-- What you are asked to do --
Extract the text of every entry below exactly; leave images out.

-- begin --

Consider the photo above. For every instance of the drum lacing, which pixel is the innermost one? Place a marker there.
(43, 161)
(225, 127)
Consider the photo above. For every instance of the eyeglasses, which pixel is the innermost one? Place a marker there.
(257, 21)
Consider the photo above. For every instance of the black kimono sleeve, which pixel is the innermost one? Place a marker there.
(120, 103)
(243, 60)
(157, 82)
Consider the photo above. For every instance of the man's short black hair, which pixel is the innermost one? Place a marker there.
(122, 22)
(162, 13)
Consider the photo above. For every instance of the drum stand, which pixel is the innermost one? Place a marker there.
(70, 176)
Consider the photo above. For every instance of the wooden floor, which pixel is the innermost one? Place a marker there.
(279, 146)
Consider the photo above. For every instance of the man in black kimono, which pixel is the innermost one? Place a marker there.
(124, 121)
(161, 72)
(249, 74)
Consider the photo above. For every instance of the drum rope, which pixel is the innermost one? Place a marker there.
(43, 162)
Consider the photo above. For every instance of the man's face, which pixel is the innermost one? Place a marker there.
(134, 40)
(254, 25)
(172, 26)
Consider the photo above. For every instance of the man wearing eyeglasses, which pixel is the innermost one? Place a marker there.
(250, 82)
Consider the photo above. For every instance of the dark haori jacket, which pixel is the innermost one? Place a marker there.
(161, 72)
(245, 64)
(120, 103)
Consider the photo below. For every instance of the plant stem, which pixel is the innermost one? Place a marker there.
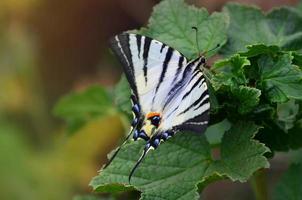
(259, 186)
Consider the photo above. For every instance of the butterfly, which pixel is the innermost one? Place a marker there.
(169, 93)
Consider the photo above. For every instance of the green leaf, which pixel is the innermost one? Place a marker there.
(279, 79)
(241, 156)
(91, 197)
(215, 132)
(249, 25)
(230, 72)
(258, 49)
(170, 172)
(274, 137)
(172, 21)
(78, 108)
(175, 169)
(287, 113)
(245, 98)
(289, 186)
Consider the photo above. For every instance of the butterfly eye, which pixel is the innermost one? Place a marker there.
(155, 121)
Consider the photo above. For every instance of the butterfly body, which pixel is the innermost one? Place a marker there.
(169, 93)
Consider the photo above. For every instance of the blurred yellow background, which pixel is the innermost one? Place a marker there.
(48, 48)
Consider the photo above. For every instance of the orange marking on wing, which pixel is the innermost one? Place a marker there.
(152, 114)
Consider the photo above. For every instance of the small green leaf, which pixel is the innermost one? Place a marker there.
(230, 72)
(279, 79)
(241, 156)
(91, 197)
(273, 136)
(289, 186)
(78, 108)
(258, 49)
(287, 113)
(245, 98)
(248, 25)
(172, 21)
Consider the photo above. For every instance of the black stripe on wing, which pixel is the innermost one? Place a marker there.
(145, 56)
(168, 57)
(121, 47)
(191, 68)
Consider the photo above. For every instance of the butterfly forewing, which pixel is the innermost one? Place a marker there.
(189, 107)
(151, 68)
(168, 93)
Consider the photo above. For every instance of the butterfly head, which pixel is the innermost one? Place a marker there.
(151, 124)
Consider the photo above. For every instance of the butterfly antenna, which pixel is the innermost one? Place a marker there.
(196, 38)
(146, 149)
(213, 49)
(119, 148)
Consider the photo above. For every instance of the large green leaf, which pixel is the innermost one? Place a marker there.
(290, 187)
(172, 21)
(245, 98)
(177, 166)
(78, 108)
(240, 156)
(279, 79)
(249, 25)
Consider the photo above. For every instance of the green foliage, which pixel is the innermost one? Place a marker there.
(192, 164)
(255, 93)
(172, 22)
(249, 25)
(78, 108)
(290, 186)
(279, 79)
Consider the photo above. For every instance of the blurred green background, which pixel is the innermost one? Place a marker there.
(47, 49)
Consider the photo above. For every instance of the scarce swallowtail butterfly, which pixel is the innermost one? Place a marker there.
(169, 92)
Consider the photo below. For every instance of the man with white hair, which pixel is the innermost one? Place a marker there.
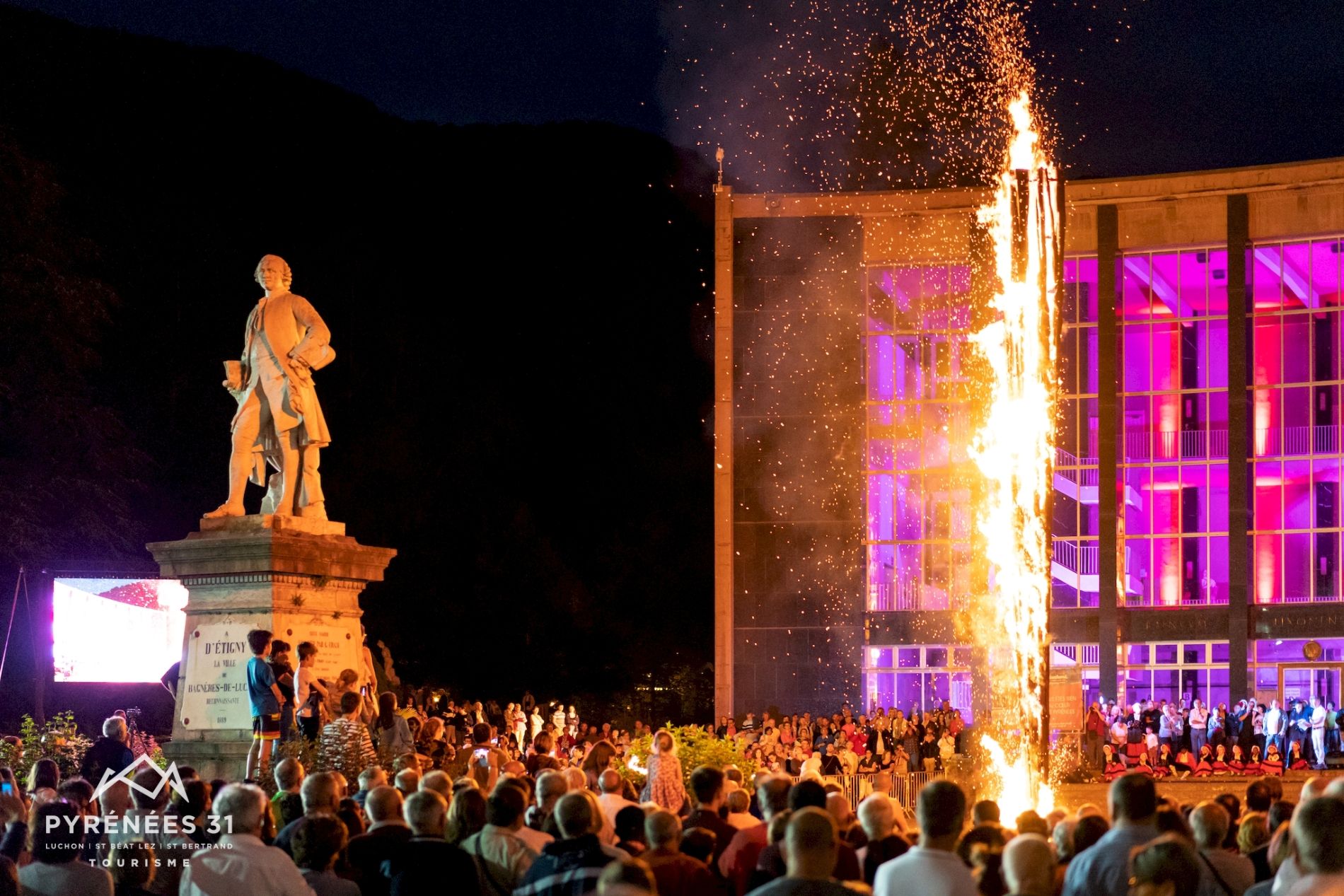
(1233, 872)
(1029, 867)
(540, 827)
(383, 842)
(322, 794)
(1314, 788)
(739, 859)
(811, 846)
(1319, 848)
(428, 860)
(675, 872)
(878, 815)
(241, 863)
(109, 752)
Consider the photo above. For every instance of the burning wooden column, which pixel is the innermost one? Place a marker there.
(1015, 454)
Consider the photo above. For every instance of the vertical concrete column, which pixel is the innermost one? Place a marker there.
(1108, 441)
(724, 450)
(1238, 462)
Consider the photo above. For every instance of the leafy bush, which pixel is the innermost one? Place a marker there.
(58, 739)
(695, 747)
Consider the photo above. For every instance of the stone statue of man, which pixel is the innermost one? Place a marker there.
(279, 419)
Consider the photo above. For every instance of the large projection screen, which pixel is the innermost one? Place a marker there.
(116, 630)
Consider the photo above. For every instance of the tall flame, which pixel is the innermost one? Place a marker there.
(1015, 454)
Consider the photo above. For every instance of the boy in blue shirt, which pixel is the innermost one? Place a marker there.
(265, 699)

-- end --

-- Task solution --
Consider the photo above. For every instance of the drum lacing, which pixel is the innermost one? Place a marker there.
(43, 161)
(225, 127)
Consider the photo above. For every instance of the eyeglasses, which pixel is the innermost one? Place a marker there.
(257, 21)
Consider the photo above. For every instance of the black kimono sleeve, which pixel is the innermost one? Place a marker there.
(120, 103)
(243, 60)
(157, 82)
Consider the photo above. For every instance of the man's short black hair, which pixel is the innermost one? Place a marker there.
(122, 22)
(162, 13)
Consider the photo above. For every instance of the drum stand, which pixel is the innermost one? Place a marker there.
(70, 176)
Consider the photo above. For every instance of the wooden floor, which pixel is the innermost one? Place a marker there.
(279, 146)
Consider the photo above. For every instance of the man in black kimono, which pixel is the innermost one? Place a marker there.
(124, 121)
(161, 72)
(249, 74)
Consider the photo above. For every instance of the drum rope, which pixel is the innermost one? Place a marker there.
(43, 162)
Consider the photo above. For every instance of the man's face, which pixel is the innermost one? Place a marker there.
(134, 40)
(254, 25)
(172, 26)
Consider the photo above. For every instance of the man wearing eyeglasses, which pixel is the innermost one? Place a marker there.
(250, 82)
Consider the photo above. For every instance of the dark haori jacket, which pixel is the innermost one? Place a marker there.
(161, 72)
(245, 64)
(120, 103)
Consider the photo below. For every instance of the plant stem, which pixel is the innermost one? Place a marker there.
(259, 186)
Consider the photo above. For every instance of the butterfly, which pixel is the innermost one? Place a marker there.
(169, 93)
Consider the photo above. For every instance of the green leaf, which pixel is the innermost one? Place a marker there.
(279, 79)
(241, 156)
(91, 197)
(215, 132)
(249, 25)
(230, 72)
(258, 49)
(170, 172)
(274, 137)
(172, 21)
(78, 108)
(175, 169)
(287, 113)
(245, 98)
(289, 186)
Consider the photo above. For every instance of the butterfly eye, which pixel is the innermost one? Place a marker there.
(155, 121)
Consider the photo above. For every instance of the butterfly body, which pixel is the innermost one? Place a marker there.
(169, 93)
Consider the photo above. For every instance of the blurred yellow background, which pixel is the innermost one? Place a marker there.
(48, 48)
Consider the photo above. For every instance of the orange marking on wing, which pixel is the innermost one? Place a marker there.
(152, 114)
Consider the photo above. For every instance of the small green leaf, which pixel is the innermost one? Place a marker there.
(230, 72)
(279, 79)
(241, 156)
(91, 197)
(273, 136)
(289, 186)
(78, 108)
(258, 49)
(287, 113)
(245, 98)
(248, 25)
(172, 21)
Consider the photo above. For every instance of the black stripe on wing, which pixel is the innermost one? Place a marker there.
(145, 56)
(168, 57)
(121, 47)
(191, 68)
Consider the photo above. For every instance of the butterfly forewing, which pixel is the innermost one? Place a marker there.
(189, 107)
(151, 68)
(168, 93)
Consider the photo above. For every instance of the butterfly head, which pixel is the innermost one? Place a marker there.
(151, 124)
Consider the photo above. For every instance of the butterfly antenna, which pixel is the innermost one? Place a marker there.
(196, 38)
(146, 149)
(213, 49)
(119, 148)
Consider the photo above. For every instance of the large green leaf, which pixel is the innermost one? Place a marker there.
(290, 187)
(172, 21)
(245, 98)
(177, 166)
(78, 108)
(240, 156)
(279, 79)
(249, 25)
Consider the photo above. For every instance of the green foliage, which pixel is the innermost one? Place a marker there.
(192, 164)
(255, 93)
(172, 22)
(249, 25)
(78, 108)
(290, 186)
(279, 79)
Consider the photo above. For every instance of the blurred green background, which pixel is the innermost one? Place a marker there.
(47, 49)
Consider the photo above. For every instance of the scarce swallowtail butterfly, which pixel is the innermost one? Place a marker there.
(169, 92)
Consider the photo below. For every instance of the man with white hair, which pixel is the innermost one? Place a marker there.
(1233, 872)
(1029, 867)
(540, 827)
(383, 842)
(322, 794)
(1314, 788)
(739, 859)
(811, 846)
(1319, 848)
(428, 860)
(675, 872)
(878, 815)
(241, 863)
(109, 752)
Consider the photo above. For every instance of the burning wooden column, which pixel is the innermost one? Place a marker there.
(1015, 454)
Consider the photo above. For every instance of the vertical concrete column, which pixel is the innermost one? Place a marker there.
(1108, 441)
(724, 450)
(1238, 462)
Consider the photo above. For every instance of the leafy bush, which pixel is the innermost one? Place a marker there.
(58, 739)
(695, 747)
Consider the photo above. For every instance of the stone statue of man, which pixel is the innermost one? Place a marker there.
(279, 419)
Consider the photo above. For every instance of the large projection screen, which pixel is the innermost one? Place a marker there.
(116, 630)
Consider the photo above. For every instance of the tall flame, which pixel is the innermost one? Place a marker there.
(1015, 454)
Consider the photo above. For every instance of the boy in blue shirt, which pixel is the innermost one? Place a marker there.
(265, 699)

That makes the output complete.